GIVEN PROBLEM ::
Can all of these lines be returned exactly?

EXCERPTED RECORDS ::
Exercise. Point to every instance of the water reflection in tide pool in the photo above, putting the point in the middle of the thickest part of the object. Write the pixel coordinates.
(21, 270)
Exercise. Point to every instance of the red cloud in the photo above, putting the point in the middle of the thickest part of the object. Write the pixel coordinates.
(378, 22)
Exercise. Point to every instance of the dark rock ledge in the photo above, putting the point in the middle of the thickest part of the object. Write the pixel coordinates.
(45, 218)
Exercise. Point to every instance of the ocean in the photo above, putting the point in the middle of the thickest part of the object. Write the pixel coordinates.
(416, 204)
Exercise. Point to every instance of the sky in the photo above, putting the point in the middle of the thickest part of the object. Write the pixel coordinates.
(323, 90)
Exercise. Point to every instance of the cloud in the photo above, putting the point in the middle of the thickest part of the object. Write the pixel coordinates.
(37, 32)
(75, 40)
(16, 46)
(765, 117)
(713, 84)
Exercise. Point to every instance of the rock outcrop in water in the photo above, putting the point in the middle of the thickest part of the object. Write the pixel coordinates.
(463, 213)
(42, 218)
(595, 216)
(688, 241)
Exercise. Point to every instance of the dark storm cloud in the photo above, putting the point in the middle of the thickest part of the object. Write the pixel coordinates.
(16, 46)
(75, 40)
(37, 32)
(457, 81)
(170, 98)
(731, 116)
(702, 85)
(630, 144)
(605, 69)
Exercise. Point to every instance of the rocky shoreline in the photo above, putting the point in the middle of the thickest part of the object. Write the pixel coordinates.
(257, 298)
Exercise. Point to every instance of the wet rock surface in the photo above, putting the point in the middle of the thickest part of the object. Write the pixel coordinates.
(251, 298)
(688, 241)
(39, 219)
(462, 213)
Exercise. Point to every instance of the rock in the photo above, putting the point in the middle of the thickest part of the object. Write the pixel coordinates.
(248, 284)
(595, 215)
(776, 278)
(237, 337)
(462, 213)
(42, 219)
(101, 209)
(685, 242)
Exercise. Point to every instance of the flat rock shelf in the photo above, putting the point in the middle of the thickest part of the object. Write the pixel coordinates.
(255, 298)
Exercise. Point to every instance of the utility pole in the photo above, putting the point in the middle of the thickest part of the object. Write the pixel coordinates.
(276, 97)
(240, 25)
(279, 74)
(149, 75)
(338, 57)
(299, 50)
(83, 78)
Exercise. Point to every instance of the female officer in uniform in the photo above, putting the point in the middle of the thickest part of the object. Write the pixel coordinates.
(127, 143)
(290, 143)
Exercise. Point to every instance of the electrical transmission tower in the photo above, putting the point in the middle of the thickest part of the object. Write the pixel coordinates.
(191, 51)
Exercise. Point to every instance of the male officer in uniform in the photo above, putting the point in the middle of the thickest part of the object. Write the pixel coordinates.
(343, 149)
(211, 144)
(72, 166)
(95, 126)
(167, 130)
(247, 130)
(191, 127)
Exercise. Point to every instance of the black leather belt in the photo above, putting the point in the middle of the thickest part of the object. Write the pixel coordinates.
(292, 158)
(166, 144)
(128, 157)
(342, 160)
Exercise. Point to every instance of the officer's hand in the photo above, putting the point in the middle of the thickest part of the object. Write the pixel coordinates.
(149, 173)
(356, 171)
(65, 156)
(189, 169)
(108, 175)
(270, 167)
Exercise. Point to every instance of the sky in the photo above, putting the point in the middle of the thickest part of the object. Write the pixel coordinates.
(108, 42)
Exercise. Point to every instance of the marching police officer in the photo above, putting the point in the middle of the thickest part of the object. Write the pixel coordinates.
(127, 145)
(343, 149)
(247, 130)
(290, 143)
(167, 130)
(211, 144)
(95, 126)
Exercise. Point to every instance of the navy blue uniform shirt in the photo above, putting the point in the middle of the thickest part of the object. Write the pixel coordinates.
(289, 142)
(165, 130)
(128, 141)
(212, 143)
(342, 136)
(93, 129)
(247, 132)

OUTPUT FOR THIS EXERCISE ::
Exercise. Point to every instance of the water reflection in tide pool in the photo above, putting the point in the middle of the thickest part of the object. Write the pixel coordinates.
(21, 270)
Exercise. Point to every instance of the red cloud in the photo above, putting the point in the middle of the thickest part of the object. Write the pixel coordinates.
(378, 22)
Exercise. Point to every instance of the dark rock ledge in the photo above, putting the point in the middle of the thickest part of the object. Write the pixel coordinates.
(45, 218)
Exercise. Point to every instance of the ocean in the photo above, putting the point in the middle of the thickest part of the object. Write the pixel coordinates.
(416, 204)
Exercise. Point to every instance of the sky in the photo above, putting the point in the middle of the thickest part of the object. Write the pixel coordinates.
(323, 90)
Exercise. Point to every instance of the cloud in the photo above, putting the point in the middle of the thickest part of the object. Write the pixel coordinates.
(37, 32)
(75, 40)
(16, 46)
(765, 117)
(713, 84)
Exercise. Point to every instance of the rock outcrop in water in the photo above, putting the point in the middle of the thickest part of the object. Write the pixel coordinates.
(463, 213)
(42, 218)
(595, 216)
(688, 241)
Exercise. Point to every instance of the dark storm cloud in the photo above, putting the point in the middle of the thickest part of the object. Write the pixel coordinates.
(16, 46)
(75, 40)
(37, 32)
(457, 81)
(170, 98)
(731, 116)
(702, 85)
(630, 144)
(605, 69)
Exercise. Point to every instance of the rocky shoreline in the photo above, putting the point in the middle of the thickest part of the object. Write the pixel coordinates.
(257, 298)
Exercise. Point to every instance of the wet rock surface in the photo above, putting the point in the middle of the thickest part of the object. Write the pixel coordinates.
(251, 298)
(688, 241)
(39, 219)
(462, 213)
Exercise. Point to every instance of the rock in the photo above, putting the point in the middle of the thickest part of the object. Write the pixel coordinates.
(248, 284)
(595, 215)
(776, 278)
(237, 337)
(462, 213)
(42, 219)
(101, 209)
(685, 242)
Exercise. Point to every instance of the flat rock shelf in the photo above, putting the point in the middle of the thickest part of the object. Write the pixel coordinates.
(255, 298)
Exercise. Point to every instance of the utility pole in the photo above, putting the point in the middle of the thickest part of the object. Write the pixel coordinates.
(276, 97)
(240, 25)
(279, 74)
(149, 75)
(338, 57)
(299, 50)
(83, 78)
Exercise. Point to every instance of the female officer in uniform in the photo above, putting the point in the middle of the thickest part of the object. Write the pixel coordinates.
(127, 143)
(290, 143)
Exercise. Point to every instance of the electrical transmission tower in the photo above, putting the point in the middle of the thickest part of the object. Write the pixel coordinates.
(191, 51)
Exercise. Point to every instance of the male officer in uniform in the photo above, putting the point in the middle of the thickest part of the object. Write the pixel coordinates.
(343, 149)
(211, 144)
(72, 166)
(95, 126)
(167, 130)
(247, 130)
(191, 127)
Exercise. Point to every instance of the black leather belt in the photo above, putting the point in the middle of the thickest part of the object. Write the pixel coordinates.
(292, 158)
(166, 144)
(128, 157)
(342, 160)
Exercise. Point to every instance of the officer's hand in the photo above, putting the point in the middle of the thickest part of the object. Write the pixel coordinates.
(149, 173)
(356, 171)
(65, 156)
(189, 169)
(108, 175)
(270, 167)
Exercise. Point to every instance of the sky in the photo above, putting the point in the middle of the thickest part of the object. Write the pixel coordinates.
(108, 42)
Exercise. Point to every instance of the marching police officer in the photo above, putting the point in the middle of the thickest part of the object. Write the pixel coordinates.
(127, 145)
(343, 149)
(247, 130)
(290, 143)
(167, 130)
(211, 144)
(95, 126)
Exercise. Point to every instance of the navy blue uniform shirt in the photo above, putting the point in the middle of the thickest part of the object. Write the pixel coordinates.
(289, 142)
(165, 130)
(128, 141)
(212, 143)
(342, 136)
(93, 129)
(247, 132)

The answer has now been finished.